Trade with the Interstellar Union has provided many new goods for Narestan consumers, not least of which are personal weapons manufactured by Mrrshan arms manufacturers. The Mrrshan, for their part, import significant quantities of precision industrial machinery along with other products, providing profits for Narestan manufacturers and profits for shippers hauling goods to and from Union space. The establishment of communications channels between Narestan firms and their Mrrshan counterparts to set up collaborative research arrangements and publishing channels for academic papers has, thus far, produced little real good, while the expense of initial implementation is significant. Still, it is expected that a payoff will materialise within a few years.

It costs a certain amount of money annually to initially set up trade or research agreements, but, thereafter, they start providing money or research points every year for both participants indefinitely.



Although much of the new investment capital generated by the growth of the Narestan economy has been dedicated to supporting a massive increase in raw industrial output and to the financing of new research arrangements, nonetheless the capital markets have seen a modest increase in liquid investment capital available each year. Industrial productivity and innovation, for their part, have seen explosive growth over the past twenty years, helping drive continued growth in standards of living. Narestan shipping capacity has increased, helping support the boom in trade enabled by contact with a new established civilisation, while the Intrepid and Venturer continue their voyages of discovery. The three Narestan colony worlds all contribute to Narestan prosperity, while Nares itself remains, by far, the economic center of the known galaxy.

Investment Proposals

Farming Leader
Competition between agribusiness firms on Nares should lead to improvements in productivity at negligible initial cost, although method improvements may have some operating cost thereafter.
Vote on whether or not to hire the farming leader. Although the farming leader is aggressively mediocre, they're the only colony leader available to us just now.

Research Priorities
Multiple different projects are receiving funding in Narestan R&D departments. Continued refinement of economic analysis and improvement in business methods is likely to lead to a boom in entrepreneurship and more efficient operations amongst existing firms, while several different research projects seek to develop new generations of computer technology for scientific or consumer applications. Heavy industrial firms have invested studies into improvements in material science and development of more efficient processing of industrial waste, while the improvement of ship drive systems remains a matter of some interest.
Please vote between research goals in Economics, Scientific Computing, Consumer Computing, Materials Science and Chemistry, and FTL Drive Design. The two computing goals lead to mutually-exclusive applications, so choosing one will pass up the other.

Colonisation Priorities
The planet around Perseo seems an incredible prize, and is the focus of most attention for the next colony mission to depart from Nares.

■ Required actions ■
a. According to the text about the Narestan economy, how many Narestan colony worlds are there?
b. List the research goals that the text about the Narestan economy asks readers to vote between.
c. Continue the text about the Narestan economy from the point where it ends.
The entries have nothing to do with the text about the Narestan economy.

■ Provided records ■
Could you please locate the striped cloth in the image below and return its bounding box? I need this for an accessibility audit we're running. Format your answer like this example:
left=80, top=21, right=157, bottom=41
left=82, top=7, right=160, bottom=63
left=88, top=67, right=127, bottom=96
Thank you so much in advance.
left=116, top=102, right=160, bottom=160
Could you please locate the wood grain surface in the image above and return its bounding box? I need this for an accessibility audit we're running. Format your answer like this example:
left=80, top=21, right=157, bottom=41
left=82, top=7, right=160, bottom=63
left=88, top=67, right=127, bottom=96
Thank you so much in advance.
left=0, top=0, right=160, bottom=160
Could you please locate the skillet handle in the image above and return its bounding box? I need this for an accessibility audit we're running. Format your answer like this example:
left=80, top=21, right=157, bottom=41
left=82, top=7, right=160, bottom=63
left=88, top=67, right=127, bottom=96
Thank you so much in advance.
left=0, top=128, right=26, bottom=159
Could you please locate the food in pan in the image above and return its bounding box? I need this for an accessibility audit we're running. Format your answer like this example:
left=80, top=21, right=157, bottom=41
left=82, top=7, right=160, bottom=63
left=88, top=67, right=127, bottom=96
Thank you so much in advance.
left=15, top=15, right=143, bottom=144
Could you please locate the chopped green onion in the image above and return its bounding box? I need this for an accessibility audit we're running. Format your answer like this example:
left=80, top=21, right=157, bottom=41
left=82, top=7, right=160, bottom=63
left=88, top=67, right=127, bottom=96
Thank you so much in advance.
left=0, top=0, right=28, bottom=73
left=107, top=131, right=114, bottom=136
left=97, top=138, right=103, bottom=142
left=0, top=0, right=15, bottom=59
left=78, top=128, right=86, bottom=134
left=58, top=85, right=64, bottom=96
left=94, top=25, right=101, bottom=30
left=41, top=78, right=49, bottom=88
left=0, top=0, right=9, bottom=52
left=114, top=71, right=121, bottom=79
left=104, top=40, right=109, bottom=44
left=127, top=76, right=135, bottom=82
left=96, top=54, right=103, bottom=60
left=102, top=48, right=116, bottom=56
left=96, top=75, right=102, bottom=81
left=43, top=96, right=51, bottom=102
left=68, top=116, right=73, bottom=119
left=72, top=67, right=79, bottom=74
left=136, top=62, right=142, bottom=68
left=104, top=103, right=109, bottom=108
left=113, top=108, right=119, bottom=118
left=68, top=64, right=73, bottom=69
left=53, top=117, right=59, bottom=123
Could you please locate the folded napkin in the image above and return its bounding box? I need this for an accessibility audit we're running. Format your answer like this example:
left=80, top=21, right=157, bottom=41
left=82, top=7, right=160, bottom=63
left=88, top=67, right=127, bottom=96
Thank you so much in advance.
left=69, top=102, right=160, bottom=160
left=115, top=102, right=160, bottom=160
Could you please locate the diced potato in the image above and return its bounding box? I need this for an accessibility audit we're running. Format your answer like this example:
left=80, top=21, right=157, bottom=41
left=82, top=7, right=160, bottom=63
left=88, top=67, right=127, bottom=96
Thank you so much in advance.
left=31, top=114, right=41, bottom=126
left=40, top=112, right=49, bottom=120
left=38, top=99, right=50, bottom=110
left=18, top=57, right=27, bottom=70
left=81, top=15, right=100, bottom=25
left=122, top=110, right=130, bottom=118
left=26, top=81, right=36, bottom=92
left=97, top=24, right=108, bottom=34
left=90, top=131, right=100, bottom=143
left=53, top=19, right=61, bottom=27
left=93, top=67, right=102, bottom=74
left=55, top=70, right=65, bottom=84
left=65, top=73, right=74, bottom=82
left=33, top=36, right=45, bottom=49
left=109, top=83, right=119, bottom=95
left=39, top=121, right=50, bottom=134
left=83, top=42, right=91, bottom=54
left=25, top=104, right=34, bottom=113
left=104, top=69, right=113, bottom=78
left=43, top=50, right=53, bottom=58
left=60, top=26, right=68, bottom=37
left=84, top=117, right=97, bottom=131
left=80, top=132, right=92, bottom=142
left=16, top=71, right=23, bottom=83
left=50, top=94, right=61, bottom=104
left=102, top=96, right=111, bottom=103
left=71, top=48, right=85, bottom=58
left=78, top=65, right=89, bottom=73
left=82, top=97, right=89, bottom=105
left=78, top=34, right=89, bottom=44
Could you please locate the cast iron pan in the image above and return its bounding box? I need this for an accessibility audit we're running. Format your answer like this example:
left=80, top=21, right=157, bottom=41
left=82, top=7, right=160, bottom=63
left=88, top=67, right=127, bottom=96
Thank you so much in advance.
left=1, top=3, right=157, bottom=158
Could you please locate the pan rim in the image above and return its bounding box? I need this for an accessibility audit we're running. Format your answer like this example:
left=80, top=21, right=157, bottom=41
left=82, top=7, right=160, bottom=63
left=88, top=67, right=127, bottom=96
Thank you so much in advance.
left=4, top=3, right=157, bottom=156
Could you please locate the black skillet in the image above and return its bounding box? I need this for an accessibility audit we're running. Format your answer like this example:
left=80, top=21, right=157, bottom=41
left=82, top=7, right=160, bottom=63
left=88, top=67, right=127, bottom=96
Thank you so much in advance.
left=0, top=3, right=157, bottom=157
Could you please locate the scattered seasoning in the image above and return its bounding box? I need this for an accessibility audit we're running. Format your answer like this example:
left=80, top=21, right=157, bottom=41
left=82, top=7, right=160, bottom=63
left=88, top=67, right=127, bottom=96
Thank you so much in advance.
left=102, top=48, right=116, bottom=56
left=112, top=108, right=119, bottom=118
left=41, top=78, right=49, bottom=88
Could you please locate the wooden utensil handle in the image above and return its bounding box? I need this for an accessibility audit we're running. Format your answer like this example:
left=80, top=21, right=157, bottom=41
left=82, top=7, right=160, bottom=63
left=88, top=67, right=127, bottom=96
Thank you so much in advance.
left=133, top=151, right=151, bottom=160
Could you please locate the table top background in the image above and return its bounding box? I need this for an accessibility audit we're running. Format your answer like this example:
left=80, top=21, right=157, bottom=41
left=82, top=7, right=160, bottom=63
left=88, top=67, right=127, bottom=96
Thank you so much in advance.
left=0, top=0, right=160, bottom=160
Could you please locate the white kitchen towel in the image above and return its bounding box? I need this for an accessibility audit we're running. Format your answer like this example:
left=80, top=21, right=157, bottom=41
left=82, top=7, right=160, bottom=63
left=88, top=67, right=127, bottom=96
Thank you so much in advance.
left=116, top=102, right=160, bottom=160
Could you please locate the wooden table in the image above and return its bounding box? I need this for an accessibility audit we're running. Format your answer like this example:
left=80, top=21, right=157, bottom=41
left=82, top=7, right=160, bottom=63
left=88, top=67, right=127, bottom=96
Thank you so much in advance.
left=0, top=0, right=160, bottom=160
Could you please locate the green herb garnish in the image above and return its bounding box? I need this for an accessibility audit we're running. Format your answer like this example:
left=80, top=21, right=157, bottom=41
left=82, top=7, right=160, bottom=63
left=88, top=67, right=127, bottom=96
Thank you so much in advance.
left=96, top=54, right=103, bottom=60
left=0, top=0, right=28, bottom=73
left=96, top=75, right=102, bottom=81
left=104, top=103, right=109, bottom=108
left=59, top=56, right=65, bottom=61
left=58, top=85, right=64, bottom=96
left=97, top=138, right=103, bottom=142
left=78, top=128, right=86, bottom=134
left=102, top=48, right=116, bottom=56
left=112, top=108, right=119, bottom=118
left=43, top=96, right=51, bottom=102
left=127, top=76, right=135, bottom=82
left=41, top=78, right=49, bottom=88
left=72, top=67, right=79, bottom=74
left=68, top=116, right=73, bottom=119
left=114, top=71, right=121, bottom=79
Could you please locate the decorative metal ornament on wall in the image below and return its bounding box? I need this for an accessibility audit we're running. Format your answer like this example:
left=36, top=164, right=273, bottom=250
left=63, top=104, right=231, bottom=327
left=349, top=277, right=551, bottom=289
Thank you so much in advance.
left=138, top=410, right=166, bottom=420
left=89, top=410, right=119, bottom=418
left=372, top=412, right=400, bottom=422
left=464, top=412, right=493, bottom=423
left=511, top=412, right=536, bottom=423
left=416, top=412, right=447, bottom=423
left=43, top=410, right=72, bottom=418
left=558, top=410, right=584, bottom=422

■ Your responses ■
a. Three.

b. Economics, Scientific Computing, Consumer Computing, Materials Science and Chemistry, FTL Drive Design

c.
Mrrshan Technical Breakthroughs
The diplomatic consortium dealing with the Mrrshan could potentially acquire two different technologies dedicated to thwarting hostile missile attacks- advanced electronic warfare to baffle the relatively limited seekers on shipkiller missiles, or high-manuever kinetic-kill light missiles that can successfully knock out shipkillers in flight. The Interplanetary Union will likely require Narestan technology transfer to approve Narestan firms acquiring these technologies, however, and there is some question of just how much technology Narestan firms are willing to share.
Give me an idea of just how much you want ECM Jammer and Anti-Missile Rockets. We'll have to trade away one technology for each- probably one with a higher research cost than the technology to acquire- but I'd like to hear what people would consider acceptable trades for each. The Mrrshan will suggest the trade price, so I can't make specific offers, unfortunately.

Contact with a new civilisation, however repressive and unpleasant to Narestan sensibilities, has nonetheless provided vast new wealth in trade to join with continued economic development through Narestan innovation. The future, on balance, seems bright.

nweismuller fucked around with this message at 02:47 on Mar 27, 2017

my dad
Oct 17, 2012

this shall be humorous
Hire the farming leader. At the very least, you'll be able to move a few extra pops to more useful stuff, which more than pays for its upkeep.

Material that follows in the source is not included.